### TEXT SECTION

Tuesday, May 25, 2010

We didn't start the fire! Oh wait...we did.

Before


After

"I believe the heat block was turned on (instead of the spin function) and in the process of setting up, transfer buffer spilled over. Due to the methanol in the buffer, it's flammable, poof, fire. There was some damage to the cold room, where the overnight transfers are done. This was a few years ago before I joined the lab, but serves as a constant reminder to NEVER turn the heat block on, only the spinning function. Because when your PI is awakened in the middle of the night because there was a fire, they are never happy in the morning."

Tuesday, May 18, 2010

The universe in a DNA gel...


"I exposed my ethidium bromide-stained gel to UV light, only to discover a galaxy of speckles (still not sure why...) and no PCR products. :(.  But on the bright side, I think I can see Orion's belt!"


Monday, May 3, 2010

When there's nothing left to burn, you have to set your radioactive acrylamide electrophoresis apparatus on fire!


**Note: this is photographic re-enactment, and does not represent the actual event described.

"During my Master's research a few years ago, I was running many acrylamide gels, to examine small differences in sequence length of some DNA markers. To visualize the results on X-ray film, I was labelling the DNA fragments with radioactive 32P. The gels themselves are made of a lovely mixture of acrylamide, urea, and formamide. Urea isn't so bad, but formamide is toxic and flammable, and acrylamide is my favourite chemical because it's a known neurotoxin and suspected carcinogen, which translates to "the brain lesions kill you before the cancer has a chance to metastasize". When running, the gels, loaded with radioactive material, run at about 2000 volts for a couple of hours.

One day I came into the lab, set up everything as usual, then departed to do something else while the gel was running. I came back to an empty lab to find smoke emerging from the electrode terminals on the top of the gel rig. Buffer and some gel material had leaked out, reducing the electrical contact area to a tiny droplet of buffer, which overheated and started the plastic structure smoldering.

Cleaning up that mess was almost as much fun as the time my thermal cycler crapped out all of its coolant fluid (ethylene glycol) onto the bench top while running radio-labelled PCR."

### WHAT IS EXPECTED
Answer these questions about the lab-mishap posts:
(a) What ingredient makes the transfer buffer flammable?
(b) What constellation feature does the writer think they can see in the speckled gel?
(c) At about what voltage do the radioactive acrylamide gels run?

(Free-text object descriptions)
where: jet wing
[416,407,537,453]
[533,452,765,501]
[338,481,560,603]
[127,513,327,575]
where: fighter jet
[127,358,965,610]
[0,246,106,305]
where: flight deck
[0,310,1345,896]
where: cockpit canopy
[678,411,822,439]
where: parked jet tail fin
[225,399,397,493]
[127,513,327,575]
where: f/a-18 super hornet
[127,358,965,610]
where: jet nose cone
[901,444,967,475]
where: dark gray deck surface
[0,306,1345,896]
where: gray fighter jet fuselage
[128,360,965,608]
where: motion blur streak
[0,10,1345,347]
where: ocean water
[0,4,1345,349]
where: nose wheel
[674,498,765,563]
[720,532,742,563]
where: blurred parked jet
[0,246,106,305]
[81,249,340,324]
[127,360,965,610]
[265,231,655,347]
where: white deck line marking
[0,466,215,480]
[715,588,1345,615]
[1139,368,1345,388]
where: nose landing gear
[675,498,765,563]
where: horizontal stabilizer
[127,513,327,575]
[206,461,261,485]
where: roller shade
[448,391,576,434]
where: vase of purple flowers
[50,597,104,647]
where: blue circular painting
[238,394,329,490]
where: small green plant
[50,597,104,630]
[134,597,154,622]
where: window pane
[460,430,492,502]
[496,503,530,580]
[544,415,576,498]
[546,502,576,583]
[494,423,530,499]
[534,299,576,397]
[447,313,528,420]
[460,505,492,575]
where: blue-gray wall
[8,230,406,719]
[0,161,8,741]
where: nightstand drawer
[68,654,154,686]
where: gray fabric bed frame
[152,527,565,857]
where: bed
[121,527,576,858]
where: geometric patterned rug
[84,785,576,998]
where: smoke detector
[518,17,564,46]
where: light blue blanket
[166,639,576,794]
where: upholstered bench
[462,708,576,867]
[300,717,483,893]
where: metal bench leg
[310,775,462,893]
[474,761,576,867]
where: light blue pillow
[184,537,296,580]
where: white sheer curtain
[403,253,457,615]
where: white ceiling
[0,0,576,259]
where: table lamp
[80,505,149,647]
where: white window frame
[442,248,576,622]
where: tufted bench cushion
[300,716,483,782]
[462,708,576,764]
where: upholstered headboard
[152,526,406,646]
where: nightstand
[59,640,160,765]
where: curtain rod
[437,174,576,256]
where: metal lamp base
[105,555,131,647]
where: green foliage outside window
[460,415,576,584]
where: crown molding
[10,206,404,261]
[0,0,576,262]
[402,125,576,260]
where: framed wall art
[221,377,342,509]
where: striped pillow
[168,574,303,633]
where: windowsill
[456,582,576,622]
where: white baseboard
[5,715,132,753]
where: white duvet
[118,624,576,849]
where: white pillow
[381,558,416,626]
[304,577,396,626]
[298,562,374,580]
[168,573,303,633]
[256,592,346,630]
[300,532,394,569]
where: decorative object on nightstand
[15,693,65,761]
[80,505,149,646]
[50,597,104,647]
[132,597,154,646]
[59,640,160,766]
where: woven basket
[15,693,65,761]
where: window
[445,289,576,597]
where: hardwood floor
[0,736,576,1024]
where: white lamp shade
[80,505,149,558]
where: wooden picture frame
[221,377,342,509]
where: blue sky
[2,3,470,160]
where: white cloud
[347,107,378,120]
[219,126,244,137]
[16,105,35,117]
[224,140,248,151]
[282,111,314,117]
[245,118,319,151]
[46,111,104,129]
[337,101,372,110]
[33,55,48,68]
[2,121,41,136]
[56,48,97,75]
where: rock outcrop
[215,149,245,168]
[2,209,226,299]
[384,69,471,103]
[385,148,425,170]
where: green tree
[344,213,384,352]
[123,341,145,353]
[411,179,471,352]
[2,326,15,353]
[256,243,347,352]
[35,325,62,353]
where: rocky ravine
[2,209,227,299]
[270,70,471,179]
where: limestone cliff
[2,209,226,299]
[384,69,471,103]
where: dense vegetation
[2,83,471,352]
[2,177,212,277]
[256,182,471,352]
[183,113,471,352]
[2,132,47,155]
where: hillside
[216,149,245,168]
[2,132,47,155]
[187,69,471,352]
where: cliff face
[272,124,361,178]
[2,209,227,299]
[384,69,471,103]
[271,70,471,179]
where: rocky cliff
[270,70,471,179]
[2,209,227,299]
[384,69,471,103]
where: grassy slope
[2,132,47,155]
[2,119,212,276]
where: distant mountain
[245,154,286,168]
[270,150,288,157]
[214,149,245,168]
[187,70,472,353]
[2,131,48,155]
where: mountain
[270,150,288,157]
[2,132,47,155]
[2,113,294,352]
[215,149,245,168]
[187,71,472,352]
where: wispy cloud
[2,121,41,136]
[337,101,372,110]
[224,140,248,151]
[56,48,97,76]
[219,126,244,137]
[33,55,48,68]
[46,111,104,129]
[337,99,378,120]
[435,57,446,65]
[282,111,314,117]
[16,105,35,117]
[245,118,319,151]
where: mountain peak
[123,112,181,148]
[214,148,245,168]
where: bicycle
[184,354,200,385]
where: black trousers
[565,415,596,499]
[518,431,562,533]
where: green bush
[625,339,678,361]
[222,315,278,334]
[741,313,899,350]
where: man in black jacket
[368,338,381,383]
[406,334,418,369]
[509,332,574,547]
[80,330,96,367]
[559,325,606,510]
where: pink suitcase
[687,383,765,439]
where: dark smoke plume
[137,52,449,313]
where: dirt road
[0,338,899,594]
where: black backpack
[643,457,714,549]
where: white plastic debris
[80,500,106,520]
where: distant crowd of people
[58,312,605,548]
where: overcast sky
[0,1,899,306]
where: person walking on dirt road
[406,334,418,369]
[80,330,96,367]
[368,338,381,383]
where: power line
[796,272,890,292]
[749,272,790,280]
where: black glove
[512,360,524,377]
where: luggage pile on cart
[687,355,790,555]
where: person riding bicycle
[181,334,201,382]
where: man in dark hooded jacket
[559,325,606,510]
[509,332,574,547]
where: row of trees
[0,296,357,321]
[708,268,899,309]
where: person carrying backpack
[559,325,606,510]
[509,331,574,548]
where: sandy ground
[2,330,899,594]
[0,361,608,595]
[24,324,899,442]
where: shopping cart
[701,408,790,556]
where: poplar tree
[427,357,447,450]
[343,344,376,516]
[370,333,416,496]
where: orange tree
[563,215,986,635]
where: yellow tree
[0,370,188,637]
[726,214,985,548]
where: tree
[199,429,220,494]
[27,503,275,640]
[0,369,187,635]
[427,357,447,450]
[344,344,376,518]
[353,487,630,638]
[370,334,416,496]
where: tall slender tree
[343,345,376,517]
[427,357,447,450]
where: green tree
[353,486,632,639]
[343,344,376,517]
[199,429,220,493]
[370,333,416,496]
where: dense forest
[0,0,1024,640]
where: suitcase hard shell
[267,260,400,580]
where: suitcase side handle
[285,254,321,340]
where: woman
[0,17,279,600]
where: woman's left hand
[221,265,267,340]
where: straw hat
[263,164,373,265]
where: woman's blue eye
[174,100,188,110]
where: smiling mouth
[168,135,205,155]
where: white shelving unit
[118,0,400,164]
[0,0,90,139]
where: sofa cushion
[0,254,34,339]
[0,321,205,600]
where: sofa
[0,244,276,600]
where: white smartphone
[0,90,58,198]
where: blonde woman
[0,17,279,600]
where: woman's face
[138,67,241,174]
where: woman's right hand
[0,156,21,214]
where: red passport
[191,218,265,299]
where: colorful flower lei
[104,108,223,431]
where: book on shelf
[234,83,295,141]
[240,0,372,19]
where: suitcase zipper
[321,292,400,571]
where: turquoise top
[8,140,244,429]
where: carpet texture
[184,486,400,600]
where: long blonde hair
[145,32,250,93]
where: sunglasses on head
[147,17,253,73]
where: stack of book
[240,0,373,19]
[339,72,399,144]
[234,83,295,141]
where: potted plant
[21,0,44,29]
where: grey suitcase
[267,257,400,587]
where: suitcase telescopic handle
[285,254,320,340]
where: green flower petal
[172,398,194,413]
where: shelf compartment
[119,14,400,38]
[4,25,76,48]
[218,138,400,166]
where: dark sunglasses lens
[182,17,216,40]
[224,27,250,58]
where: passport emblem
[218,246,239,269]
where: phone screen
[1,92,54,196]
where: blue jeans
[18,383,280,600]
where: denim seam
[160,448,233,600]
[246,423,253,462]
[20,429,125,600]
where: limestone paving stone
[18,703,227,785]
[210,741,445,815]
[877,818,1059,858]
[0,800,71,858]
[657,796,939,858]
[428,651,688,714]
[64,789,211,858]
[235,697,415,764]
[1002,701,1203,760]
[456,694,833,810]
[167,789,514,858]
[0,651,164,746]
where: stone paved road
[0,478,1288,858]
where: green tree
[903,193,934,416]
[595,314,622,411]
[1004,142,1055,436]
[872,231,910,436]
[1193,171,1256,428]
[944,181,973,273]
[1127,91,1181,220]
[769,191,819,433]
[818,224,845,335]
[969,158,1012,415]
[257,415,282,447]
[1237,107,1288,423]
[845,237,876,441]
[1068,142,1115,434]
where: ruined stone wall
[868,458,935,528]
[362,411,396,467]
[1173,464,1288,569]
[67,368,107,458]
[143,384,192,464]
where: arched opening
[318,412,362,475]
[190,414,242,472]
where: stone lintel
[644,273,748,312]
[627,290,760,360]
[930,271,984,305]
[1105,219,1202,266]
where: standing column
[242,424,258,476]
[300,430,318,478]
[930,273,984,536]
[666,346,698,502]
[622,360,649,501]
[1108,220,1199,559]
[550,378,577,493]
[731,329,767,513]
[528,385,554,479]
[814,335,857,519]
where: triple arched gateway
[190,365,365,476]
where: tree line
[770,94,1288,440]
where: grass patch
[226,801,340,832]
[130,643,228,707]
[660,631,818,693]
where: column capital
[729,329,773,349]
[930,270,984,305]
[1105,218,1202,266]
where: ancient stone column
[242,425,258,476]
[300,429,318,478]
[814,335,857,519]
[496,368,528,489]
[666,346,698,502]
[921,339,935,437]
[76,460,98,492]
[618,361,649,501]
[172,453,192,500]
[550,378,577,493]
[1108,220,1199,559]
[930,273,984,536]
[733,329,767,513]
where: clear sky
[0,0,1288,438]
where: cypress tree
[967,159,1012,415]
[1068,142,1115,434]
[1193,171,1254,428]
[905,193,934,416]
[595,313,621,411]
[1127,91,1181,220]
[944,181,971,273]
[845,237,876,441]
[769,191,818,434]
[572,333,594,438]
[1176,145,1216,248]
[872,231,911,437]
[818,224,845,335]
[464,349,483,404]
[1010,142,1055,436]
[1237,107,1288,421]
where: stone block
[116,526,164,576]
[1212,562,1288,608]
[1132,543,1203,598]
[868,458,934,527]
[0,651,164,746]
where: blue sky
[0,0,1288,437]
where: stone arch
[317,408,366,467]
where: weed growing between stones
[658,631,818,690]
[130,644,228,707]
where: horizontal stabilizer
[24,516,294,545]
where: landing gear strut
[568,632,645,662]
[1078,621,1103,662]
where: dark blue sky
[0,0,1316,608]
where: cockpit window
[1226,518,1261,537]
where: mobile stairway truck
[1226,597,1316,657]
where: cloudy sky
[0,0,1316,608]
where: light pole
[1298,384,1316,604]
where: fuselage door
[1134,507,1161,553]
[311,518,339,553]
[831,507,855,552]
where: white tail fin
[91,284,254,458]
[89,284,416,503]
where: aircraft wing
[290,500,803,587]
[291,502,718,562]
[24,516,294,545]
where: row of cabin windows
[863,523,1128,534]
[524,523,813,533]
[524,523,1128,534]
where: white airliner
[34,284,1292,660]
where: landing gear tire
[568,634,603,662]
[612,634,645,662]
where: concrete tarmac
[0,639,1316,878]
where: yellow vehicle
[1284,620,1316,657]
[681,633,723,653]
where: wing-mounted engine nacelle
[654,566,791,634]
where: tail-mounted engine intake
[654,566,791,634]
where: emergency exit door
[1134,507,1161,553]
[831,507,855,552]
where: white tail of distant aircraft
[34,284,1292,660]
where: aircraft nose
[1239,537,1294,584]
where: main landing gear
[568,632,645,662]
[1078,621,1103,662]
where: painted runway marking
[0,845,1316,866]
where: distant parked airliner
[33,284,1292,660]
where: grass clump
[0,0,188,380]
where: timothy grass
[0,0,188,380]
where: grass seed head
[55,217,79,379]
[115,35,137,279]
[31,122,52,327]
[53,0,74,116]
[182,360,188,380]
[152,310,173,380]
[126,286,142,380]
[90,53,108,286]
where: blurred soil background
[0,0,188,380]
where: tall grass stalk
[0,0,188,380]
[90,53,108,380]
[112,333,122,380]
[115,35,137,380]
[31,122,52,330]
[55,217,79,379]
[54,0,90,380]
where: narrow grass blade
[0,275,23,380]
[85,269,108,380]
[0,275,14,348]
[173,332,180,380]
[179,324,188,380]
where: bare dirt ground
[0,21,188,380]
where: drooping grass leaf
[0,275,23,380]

### COMPLETED EXERCISE
(a) Methanol.
(b) Orion's belt.
(c) About 2000 volts.